_Selection_
┌──
Supreme Court Audio from Today’s Oral Arguments Now Available — Updated With Reactions

Jim Burroway

April 28th, 2015

The Supreme Court has posted audio of today’s marriage oral arguments. The first question investigates whether bans against same-sex marriage violate the Constitution of the United States. You can listen below, or click here to download the file as MP3, Windows Media, or RealAudio.

The second argument pertains to whether states are obligated under the U.S. Constitution to recognize a same-sex marriage that was lawfully obtained in another state. You can listen below, or click here to download the file.


Transcripts for both questions have also been posted at the above links.

Buzzfeed’s resident self-described law dork Chris Geidner summarizes it all this way:

A 5-4 vote in favor of same-sex couples’ marriage rights appears to be the most likely outcome, although Chief Justice John Roberts’ vote shouldn’t be counted out.

But SCOTUSblog’s Kevin Russell weighs whether a compromise ruling might be in the works:

There is some reason to wonder whether the Chief might be angling for a compromise in which the states win the first question (i.e., they do not have to permit same-sex marriages to be performed in their states) but lose the second (i.e., they would have to recognize same-sex marriages performed in other states). It’s very hard to read the Chief, but he did ask questions in the second argument expressing some skepticism over the fact that states don’t, in fact, deny recognition to any marriage that does not conform with state law, except same-sex marriages. And, as I mentioned, Justice Scalia asked questions suggesting he might think there was a reason based in the text of Article 4 that would justify ruling for the couples on recognition but not the right to marry. So one could imagine a potential compromise that would effectively allow same sex couples to get married in states that allow it, have their marriages recognized elsewhere, but not have the Court issue a decision that has broad implications for other kinds of sexual orientation discrimination.
└──
_Provided records_
┌──
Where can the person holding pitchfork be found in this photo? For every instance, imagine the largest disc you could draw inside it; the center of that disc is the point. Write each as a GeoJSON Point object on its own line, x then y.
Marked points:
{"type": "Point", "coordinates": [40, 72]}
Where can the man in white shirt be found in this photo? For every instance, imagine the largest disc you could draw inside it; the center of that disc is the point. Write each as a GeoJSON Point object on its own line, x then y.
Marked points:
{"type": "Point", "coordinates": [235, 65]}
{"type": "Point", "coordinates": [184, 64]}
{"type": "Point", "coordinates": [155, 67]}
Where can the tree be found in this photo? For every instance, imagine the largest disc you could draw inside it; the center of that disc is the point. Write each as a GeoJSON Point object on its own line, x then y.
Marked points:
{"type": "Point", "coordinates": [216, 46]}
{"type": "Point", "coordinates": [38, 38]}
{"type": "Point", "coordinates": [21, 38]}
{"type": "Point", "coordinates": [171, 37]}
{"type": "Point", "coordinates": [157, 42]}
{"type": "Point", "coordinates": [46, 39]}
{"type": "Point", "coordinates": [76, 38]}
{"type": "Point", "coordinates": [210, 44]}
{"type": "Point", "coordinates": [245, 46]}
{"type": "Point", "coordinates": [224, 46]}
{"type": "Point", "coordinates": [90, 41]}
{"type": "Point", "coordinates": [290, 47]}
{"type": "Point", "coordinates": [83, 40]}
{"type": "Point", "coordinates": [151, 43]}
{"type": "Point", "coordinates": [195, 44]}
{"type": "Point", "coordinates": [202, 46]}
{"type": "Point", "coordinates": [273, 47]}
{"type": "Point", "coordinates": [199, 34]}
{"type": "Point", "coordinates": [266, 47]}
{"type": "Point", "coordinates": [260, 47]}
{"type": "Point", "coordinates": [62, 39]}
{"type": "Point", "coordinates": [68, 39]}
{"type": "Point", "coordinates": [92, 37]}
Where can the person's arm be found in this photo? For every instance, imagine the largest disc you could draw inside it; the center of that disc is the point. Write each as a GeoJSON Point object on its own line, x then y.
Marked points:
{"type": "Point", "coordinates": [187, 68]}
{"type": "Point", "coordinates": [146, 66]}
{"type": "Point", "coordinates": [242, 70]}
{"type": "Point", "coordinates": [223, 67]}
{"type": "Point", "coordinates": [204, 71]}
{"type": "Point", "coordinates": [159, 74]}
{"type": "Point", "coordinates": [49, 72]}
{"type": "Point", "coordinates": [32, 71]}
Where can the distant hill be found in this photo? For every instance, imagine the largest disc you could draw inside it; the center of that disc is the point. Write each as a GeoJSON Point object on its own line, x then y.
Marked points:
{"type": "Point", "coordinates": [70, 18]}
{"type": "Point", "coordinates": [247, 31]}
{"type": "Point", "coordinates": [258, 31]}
└──
_Stated goal_
In the post about the Supreme Court marriage arguments, what outcome does Chris Geidner call the most likely?

_Answer to this problem_
A 5-4 vote in favor of same-sex couples' marriage rights.